Exercise requirements -
1 > In the IBD passage, how many participants were in the cohort study from Taiwan?
2 > Please write the text that comes next in the IBD passage, picking up after its final sentence.

Given passage -
»»

In a cohort study from Taiwan [7] with a total of 364,689 participants, a reduced risk of IBD is consistently observed in patients with type 2 diabetes mellitus who have been treated with metformin. Metformin may reduce IBD risk via changes in the metabolism of glucose, since metformin can reduce blood glucose level, as a result, the association between glucose and IBD needs to be further investigated. Taking all the evidence in this study together, metformin may reduce IBD risk via multiple mechanisms by targeting insulin resistance, changes in the gut microbiota and metabolism of nutrients, an energy shift to ketone bodies, inhibition of inflammation and modulating immunity. The metformin can exert a complicated and significant effect on the association between glucose and intestine-related disorders. Therefore, there is not enough evidence in this passage to prove the causal relationship between glucose and IBD.

In a multi-center prospective study [13], any associations were not found between total dietary carbohydrate or sugar intake and the odds of developing CD or UC, which come to the same conclusion with our MR analyses. The previous retrospective case–control studies have reported conflicting findings [30, 31]. These may result from methodological errors including selection and recall biases. Compared with prospective study, patients often have difficulties reporting their pre-illness diet in retrospective studies, particularly if the illness was diagnosed many years ago.

««

[Dataset records]
»»

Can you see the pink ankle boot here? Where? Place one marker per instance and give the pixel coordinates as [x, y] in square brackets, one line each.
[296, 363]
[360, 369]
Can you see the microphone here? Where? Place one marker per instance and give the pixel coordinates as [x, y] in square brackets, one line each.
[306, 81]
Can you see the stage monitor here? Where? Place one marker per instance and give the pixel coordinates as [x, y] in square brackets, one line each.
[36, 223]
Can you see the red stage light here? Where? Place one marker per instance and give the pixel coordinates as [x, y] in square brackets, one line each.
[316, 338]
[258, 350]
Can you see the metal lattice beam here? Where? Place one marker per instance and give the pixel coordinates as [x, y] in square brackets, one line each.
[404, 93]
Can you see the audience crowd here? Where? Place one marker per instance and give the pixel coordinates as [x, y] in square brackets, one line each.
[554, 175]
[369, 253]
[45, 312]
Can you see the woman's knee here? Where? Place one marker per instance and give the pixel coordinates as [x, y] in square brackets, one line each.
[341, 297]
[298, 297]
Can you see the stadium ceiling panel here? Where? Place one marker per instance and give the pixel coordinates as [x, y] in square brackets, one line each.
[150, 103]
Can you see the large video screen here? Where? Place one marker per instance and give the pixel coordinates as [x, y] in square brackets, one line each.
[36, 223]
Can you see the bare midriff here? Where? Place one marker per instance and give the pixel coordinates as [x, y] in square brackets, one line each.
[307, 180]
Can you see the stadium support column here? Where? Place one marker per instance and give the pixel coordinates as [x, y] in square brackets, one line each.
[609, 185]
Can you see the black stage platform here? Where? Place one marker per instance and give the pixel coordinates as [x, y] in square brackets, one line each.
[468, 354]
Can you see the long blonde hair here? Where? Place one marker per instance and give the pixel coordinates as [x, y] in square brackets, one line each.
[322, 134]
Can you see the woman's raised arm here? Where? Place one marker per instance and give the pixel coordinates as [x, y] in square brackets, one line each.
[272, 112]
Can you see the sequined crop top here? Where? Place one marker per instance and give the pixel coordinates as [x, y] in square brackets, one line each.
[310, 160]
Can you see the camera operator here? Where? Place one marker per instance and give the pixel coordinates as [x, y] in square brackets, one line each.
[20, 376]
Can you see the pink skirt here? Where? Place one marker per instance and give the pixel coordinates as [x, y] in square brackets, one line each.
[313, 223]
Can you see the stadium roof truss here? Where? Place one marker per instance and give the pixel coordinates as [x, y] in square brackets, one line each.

««

Responses per task -
1 > 364,689 participants.

2 >
Since we have learned from the previous studies [32, 33] that there is association between glucose and gut micro biota, and there is a relationship between gut micro biota and IBD [34, 35], we plan to conduct additional analyses to investigate potential factors like gut micro biota that could mediate the relationship between glucose and IBD. This will include a more rigorous examination of the IVs to ensure their validity and a detailed analysis to calculate the causal effects exerted by these potential mediating effects.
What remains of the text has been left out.